Task prompt: Tally the lines in the records below that contain the word "wooden". Reply with the number alone.

Material provided:
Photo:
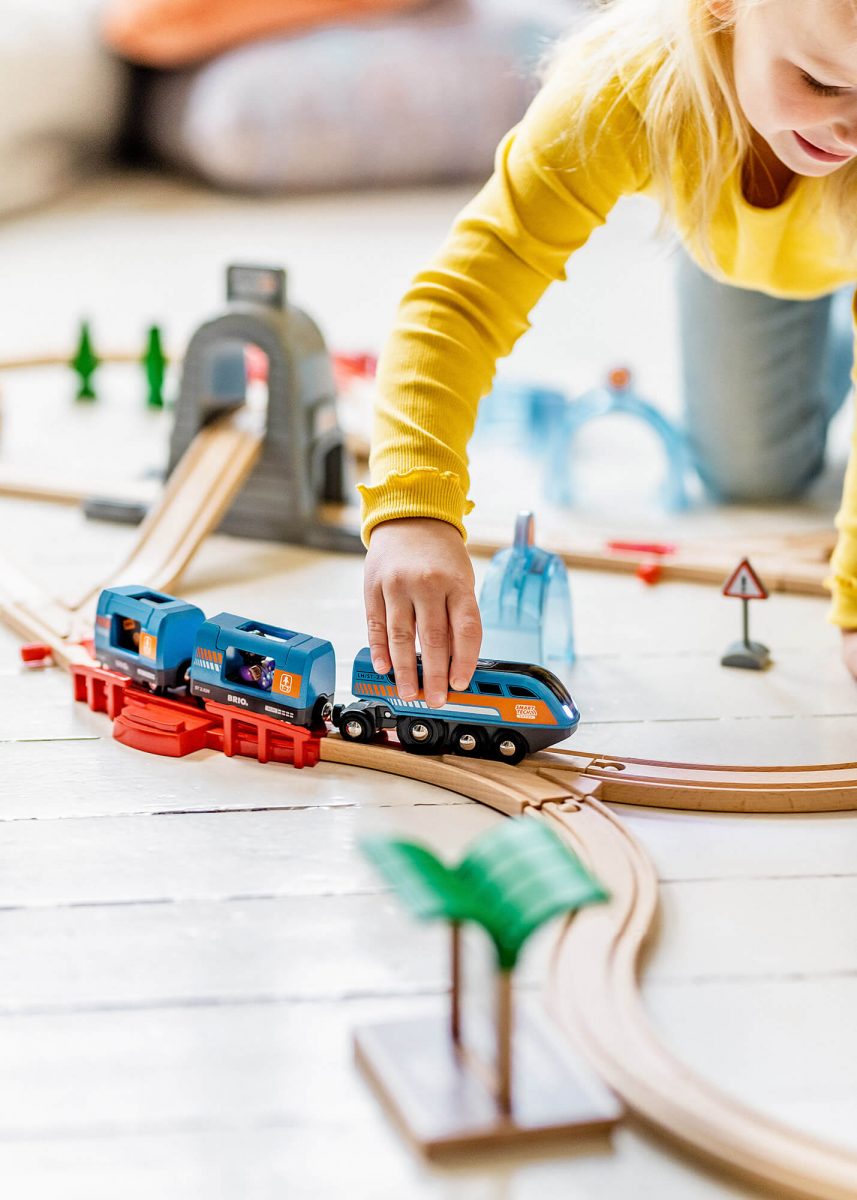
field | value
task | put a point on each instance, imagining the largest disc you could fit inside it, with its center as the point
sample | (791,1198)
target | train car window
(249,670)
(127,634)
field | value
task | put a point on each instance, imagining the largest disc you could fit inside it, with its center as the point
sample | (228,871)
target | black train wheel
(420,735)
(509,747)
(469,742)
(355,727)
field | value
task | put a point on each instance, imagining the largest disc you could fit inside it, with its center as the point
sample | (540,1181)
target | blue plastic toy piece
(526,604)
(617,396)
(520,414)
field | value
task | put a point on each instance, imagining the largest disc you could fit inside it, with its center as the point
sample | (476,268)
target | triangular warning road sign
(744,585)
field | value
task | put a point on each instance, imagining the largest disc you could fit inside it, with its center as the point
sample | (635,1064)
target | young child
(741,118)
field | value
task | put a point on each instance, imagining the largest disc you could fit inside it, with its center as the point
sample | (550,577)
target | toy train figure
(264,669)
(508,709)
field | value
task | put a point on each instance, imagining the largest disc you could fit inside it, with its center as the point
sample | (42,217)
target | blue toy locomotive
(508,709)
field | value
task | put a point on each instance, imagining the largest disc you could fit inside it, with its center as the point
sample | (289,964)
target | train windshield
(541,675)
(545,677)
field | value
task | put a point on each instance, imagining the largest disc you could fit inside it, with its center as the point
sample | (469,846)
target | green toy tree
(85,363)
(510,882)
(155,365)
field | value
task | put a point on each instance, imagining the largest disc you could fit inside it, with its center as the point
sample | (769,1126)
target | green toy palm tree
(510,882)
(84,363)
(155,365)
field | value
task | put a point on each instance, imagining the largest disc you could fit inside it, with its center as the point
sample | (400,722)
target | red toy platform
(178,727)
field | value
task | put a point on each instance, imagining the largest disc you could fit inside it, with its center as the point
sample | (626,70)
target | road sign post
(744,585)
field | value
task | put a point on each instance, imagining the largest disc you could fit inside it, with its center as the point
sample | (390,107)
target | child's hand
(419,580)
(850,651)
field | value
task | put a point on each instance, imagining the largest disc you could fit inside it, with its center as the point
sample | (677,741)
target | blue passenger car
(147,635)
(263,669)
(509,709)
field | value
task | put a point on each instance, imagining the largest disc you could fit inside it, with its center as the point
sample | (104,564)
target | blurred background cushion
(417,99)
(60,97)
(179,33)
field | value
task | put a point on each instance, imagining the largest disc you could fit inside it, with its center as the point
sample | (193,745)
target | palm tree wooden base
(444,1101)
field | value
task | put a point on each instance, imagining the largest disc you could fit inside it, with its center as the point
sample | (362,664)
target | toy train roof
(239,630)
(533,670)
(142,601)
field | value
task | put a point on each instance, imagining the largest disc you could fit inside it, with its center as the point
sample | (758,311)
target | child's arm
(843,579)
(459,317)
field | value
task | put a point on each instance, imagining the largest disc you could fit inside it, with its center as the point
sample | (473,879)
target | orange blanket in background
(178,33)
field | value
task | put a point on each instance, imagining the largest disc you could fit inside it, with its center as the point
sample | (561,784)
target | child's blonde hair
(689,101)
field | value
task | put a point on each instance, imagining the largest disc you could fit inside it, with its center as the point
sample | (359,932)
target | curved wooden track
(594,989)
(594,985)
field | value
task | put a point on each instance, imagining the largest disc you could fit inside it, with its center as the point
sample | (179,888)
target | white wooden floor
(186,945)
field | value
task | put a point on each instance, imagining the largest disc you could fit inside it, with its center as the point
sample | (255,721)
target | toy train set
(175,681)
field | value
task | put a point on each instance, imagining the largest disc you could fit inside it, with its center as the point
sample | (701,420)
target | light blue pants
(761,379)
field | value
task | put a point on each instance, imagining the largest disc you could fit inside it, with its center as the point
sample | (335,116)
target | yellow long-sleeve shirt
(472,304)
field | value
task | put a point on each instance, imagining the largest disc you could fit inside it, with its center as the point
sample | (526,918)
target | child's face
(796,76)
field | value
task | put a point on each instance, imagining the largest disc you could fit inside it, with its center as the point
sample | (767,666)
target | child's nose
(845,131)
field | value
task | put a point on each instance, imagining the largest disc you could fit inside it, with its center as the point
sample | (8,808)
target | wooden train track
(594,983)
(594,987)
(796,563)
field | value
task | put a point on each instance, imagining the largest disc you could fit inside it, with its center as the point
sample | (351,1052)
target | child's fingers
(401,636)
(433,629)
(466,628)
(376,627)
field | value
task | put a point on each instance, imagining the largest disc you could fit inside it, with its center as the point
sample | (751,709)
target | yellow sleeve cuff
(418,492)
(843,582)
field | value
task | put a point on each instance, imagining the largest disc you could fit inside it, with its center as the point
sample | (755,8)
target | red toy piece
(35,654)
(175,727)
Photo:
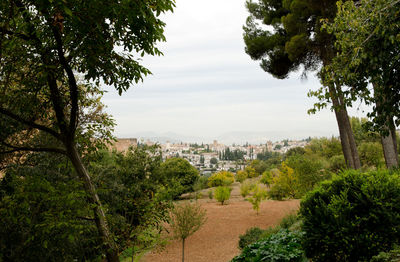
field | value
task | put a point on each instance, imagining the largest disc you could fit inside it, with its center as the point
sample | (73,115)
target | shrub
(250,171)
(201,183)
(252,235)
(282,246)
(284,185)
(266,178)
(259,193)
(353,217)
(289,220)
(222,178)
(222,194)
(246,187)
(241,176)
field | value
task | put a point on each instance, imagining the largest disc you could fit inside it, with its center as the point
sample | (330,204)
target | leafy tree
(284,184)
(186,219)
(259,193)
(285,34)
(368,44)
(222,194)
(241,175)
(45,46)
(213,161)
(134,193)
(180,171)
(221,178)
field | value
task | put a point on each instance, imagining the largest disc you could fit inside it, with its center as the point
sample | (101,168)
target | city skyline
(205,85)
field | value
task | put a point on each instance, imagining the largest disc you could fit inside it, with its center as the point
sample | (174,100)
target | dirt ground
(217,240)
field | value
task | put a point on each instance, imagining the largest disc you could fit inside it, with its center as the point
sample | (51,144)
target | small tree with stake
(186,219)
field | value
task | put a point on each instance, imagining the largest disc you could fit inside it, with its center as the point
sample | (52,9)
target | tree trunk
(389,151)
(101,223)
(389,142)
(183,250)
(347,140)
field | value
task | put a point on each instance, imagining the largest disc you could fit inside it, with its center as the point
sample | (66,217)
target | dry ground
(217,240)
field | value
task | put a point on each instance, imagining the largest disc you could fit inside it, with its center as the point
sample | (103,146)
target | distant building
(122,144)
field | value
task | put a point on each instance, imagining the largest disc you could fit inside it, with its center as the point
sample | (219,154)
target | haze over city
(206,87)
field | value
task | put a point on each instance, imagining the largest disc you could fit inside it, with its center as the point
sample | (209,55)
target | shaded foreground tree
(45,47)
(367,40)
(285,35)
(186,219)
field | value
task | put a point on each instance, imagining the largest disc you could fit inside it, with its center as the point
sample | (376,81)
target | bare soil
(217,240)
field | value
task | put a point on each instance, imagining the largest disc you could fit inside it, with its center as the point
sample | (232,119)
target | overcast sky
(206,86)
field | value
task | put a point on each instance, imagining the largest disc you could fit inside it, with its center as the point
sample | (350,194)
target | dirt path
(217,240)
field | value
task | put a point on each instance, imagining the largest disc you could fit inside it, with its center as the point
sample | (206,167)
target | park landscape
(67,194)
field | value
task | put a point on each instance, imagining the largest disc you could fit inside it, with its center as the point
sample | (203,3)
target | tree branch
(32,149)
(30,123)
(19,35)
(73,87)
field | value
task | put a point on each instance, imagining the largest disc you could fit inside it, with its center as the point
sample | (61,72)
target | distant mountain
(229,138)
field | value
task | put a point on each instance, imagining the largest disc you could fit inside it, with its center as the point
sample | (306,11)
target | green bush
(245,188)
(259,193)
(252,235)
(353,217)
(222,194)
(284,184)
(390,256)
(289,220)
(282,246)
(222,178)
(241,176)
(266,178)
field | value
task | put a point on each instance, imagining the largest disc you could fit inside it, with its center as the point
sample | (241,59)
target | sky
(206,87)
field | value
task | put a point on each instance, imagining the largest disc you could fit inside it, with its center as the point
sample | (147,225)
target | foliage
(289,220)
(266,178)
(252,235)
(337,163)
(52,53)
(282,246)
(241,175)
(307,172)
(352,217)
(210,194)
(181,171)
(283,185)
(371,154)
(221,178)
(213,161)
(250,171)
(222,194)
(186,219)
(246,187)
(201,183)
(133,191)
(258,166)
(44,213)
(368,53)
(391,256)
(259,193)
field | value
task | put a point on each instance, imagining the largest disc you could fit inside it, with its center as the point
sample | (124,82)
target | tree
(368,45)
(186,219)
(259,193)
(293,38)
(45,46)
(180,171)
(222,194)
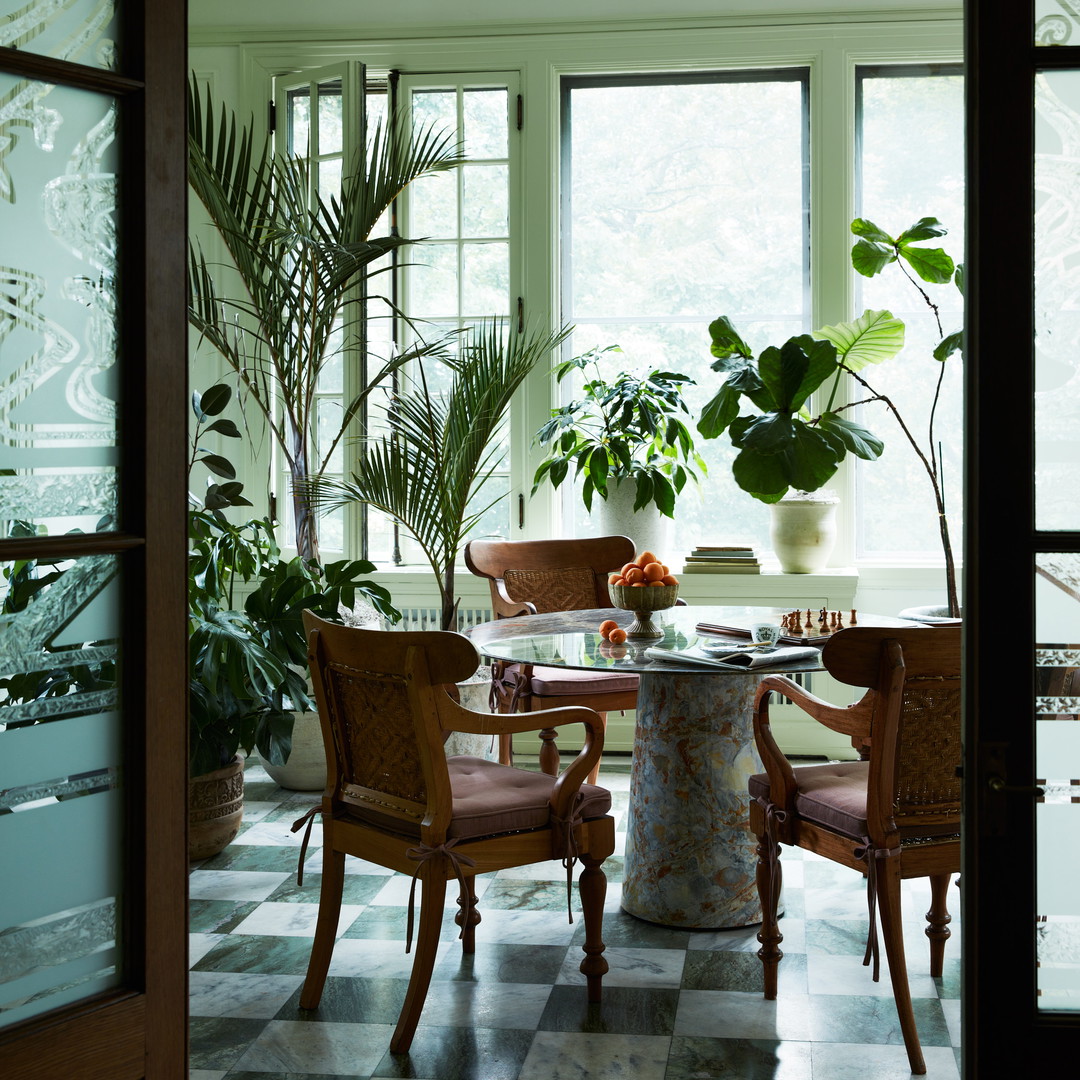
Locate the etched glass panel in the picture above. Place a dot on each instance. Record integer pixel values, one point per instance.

Written response: 4